● INSTRUCTIONS TO FOLLOW
Locate each line in the material that contains the word "wearing" and copy those lines out in full.

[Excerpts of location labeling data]
%%

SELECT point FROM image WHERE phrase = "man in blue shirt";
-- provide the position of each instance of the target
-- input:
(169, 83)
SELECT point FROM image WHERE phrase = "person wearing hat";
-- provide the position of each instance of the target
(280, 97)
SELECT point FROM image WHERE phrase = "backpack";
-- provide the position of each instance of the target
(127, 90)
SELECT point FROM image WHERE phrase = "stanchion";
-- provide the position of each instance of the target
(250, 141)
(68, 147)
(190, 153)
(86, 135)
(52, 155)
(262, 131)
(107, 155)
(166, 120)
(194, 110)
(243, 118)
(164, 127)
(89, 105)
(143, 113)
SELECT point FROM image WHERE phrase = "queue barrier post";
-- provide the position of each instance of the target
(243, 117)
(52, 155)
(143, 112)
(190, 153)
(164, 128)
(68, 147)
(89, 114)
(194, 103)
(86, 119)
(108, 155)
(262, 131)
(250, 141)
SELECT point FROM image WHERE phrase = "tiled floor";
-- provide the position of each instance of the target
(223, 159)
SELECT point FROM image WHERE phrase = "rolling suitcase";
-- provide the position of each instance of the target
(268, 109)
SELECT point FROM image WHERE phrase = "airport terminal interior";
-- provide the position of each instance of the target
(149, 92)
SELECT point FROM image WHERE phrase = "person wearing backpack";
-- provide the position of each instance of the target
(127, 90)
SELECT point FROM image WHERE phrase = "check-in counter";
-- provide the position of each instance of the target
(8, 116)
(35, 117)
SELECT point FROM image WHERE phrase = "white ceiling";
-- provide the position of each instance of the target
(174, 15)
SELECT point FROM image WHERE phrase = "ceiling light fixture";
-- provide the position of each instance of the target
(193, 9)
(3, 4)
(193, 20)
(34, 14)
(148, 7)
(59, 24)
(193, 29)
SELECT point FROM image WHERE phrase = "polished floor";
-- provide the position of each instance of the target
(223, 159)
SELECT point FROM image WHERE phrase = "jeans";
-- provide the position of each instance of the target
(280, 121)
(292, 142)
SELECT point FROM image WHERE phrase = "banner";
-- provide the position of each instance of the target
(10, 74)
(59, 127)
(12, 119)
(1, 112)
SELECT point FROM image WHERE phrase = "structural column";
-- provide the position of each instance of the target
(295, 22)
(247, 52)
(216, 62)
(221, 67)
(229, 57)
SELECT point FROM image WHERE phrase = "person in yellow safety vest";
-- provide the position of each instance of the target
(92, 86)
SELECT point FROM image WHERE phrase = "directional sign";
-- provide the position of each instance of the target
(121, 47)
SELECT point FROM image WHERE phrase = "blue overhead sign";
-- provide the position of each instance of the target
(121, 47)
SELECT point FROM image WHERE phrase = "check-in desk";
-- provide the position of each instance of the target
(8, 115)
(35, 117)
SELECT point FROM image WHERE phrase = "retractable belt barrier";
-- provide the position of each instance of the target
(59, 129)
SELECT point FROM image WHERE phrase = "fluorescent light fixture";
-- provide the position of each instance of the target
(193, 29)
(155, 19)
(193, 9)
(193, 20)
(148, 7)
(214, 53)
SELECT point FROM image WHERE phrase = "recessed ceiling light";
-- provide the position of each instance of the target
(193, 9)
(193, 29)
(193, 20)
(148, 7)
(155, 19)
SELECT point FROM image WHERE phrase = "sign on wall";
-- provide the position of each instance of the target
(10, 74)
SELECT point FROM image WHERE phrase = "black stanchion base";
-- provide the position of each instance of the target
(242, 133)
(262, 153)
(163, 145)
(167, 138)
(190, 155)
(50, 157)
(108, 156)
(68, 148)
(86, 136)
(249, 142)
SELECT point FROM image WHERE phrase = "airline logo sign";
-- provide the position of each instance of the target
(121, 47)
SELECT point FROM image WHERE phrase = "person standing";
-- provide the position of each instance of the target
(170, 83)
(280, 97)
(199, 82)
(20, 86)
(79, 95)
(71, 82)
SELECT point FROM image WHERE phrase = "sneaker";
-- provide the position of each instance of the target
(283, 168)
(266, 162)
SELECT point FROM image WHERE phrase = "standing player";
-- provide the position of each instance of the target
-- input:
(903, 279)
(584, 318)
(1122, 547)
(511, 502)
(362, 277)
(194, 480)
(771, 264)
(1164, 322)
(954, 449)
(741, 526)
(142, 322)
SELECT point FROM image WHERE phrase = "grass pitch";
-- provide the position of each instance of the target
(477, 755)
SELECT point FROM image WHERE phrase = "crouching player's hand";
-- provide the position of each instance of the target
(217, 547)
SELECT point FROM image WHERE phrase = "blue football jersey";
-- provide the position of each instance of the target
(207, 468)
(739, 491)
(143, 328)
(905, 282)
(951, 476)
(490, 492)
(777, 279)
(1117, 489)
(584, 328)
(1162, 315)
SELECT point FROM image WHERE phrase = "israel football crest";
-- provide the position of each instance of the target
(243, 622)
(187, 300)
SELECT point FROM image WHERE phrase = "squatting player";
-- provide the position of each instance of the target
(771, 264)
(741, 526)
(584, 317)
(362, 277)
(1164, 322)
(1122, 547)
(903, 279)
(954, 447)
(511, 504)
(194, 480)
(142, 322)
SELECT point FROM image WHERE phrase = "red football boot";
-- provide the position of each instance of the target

%%

● COMPLETE RESPONSE
SELECT point FROM image WHERE phrase = "person wearing hat";
SELECT point FROM image WHERE phrase = "person wearing backpack";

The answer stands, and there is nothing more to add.